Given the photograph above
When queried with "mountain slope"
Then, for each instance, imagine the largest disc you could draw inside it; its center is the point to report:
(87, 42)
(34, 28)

####################

## WHAT THE TASK REQUIRES:
Nothing may be left out: return each entry exactly as it reads.

## ANSWER TO THE PROBLEM:
Given the photograph above
When queried with "mountain slope"
Then, for each instance, imagine the largest disc you could draw inside it; its center is the point to report:
(87, 42)
(34, 28)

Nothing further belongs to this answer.